-- begin PASSAGE --

(note: I began this before others made similar points, but decided to clear the cache. I like the two analogies.)
Ever hear of Paul Wylie?
Like most Americans, I only ever watch winter sports during the Winter Olympics, and only then when Americans have a shot at a medal. Which means watching figure skating, mostly. American men have only won 15 of 75 Olympic figure skating medals, and they were concentrated during two periods. 40% of that haul came from 1948-56 (the Buttons era). Since 1984, just five American men have won medals, 60% of them gold, and 60% from 1984-1992. One last 60% number–that’s how many of the five are straight. Yes, a majority of the US male figure skaters who won Olympic medals the past 40 years are straight. 100% of the British male figure skater medallists are gay (that’s a grand total of 2). But I digress. What was my point? Oh, yes, Wylie.
Paul Wylie’s Alberville medal is one of the greatest Olympic stories in any sport. Long considered a highly talented skater with a life outside skating, Wylie spent over a decade in the top tier of US skaters and five years in the top 3, but he was famous for folding under pressure and never placed higher than ninth in international competition. After graduating from Harvard, he decided to give the nationals one more try, narrowly qualifying for the Olympic team in 92 by a tenth of a point, despite skating quite poorly. The US team coaches regretted his placement, wishing they could give younger fourth place finisher Mark Mitchell some international experience. Wylie had already been dumped from the Worlds, a few weeks after the Olympics, in favor of Mitchell. Todd Eldredge and Christopher Bowman, the other two Americans, had both been US national champions, and the heavy gold medal favorites were Canadian and Russian.

-- end PASSAGE --
-- begin DATA SHOWN --

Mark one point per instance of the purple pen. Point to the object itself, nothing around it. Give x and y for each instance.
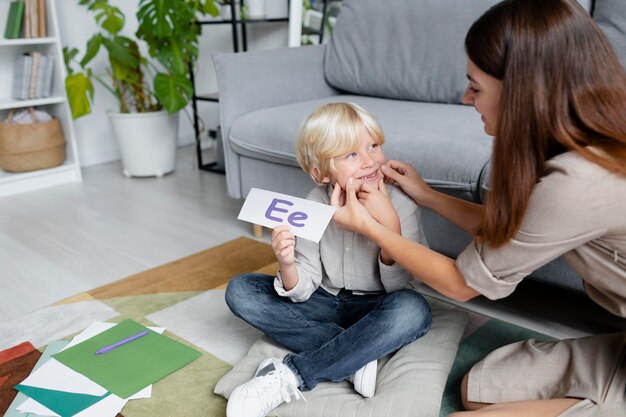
(121, 342)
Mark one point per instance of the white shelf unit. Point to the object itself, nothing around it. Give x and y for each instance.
(56, 104)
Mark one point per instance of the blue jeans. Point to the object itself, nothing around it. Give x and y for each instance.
(331, 336)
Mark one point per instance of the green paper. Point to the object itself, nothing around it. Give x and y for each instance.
(53, 347)
(131, 367)
(65, 404)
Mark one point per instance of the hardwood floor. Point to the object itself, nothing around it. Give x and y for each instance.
(68, 239)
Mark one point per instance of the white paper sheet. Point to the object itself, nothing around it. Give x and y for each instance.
(305, 218)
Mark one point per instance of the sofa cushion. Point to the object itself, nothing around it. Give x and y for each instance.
(445, 142)
(402, 49)
(610, 15)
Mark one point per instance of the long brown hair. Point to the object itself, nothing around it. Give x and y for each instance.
(563, 88)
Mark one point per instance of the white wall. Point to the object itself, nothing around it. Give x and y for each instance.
(95, 141)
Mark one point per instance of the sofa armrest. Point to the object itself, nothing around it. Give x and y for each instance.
(256, 80)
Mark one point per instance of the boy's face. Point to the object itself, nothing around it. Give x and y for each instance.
(362, 164)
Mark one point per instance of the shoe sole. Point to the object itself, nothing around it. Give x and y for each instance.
(366, 375)
(231, 409)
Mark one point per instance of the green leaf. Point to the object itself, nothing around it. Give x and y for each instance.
(123, 50)
(80, 93)
(172, 91)
(109, 17)
(210, 8)
(68, 56)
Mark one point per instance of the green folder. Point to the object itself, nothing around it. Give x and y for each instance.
(132, 366)
(14, 20)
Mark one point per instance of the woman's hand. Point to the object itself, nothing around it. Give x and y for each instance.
(408, 179)
(284, 243)
(350, 214)
(377, 202)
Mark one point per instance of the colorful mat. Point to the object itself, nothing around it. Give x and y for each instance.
(187, 298)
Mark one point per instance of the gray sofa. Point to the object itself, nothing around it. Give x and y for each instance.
(403, 60)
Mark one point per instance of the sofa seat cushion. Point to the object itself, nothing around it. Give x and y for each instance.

-- end DATA SHOWN --

◆ SET OF TASKS:
(a) Count the lines in the listing that contain the string "paper", and give only that number.
(b) Extend the passage about Paul Wylie's Olympic story past its last sentence.

◆ WRITTEN ANSWERS:
(a) 2

(b)
But in Alberville, all the favorites fell. Kurt Browning, the greatest skater never to medal at the Olympics, Bowman the Showman, Todd Eldredge, Victor Petrenko, they all had catastrophic errors during their short programs. Everyone except Wylie. For the first time in his skating career, he nailed the short program during a competition. Then in the free skate, with a shot at bronze, his nerves didn’t fail him and he skated the only clean program of the final night. Most people who watched felt he should have gotten the gold, but Olympic judges, always iffy, were apparently determined to give Petrenko Russia’s first gold medal in figure skating. And so Wylie became the oldest figure skating medalist in 60 years by taking silver.
It didn’t matter. Not to Wylie, who would have been ecstatic with a bronze. Not to the people who watched his performance, who knew he’d won in any fair comparison. Not to Scott Hamilton, the 1984 gold medal winner who was mocked for plugging Wylie’s chances after the short. Certainly not to me; the Wylie medal is in my top five great Olympic moments (second only to the 1984 4×200 men’s relay when Bruce Hayes held off the Albatross.)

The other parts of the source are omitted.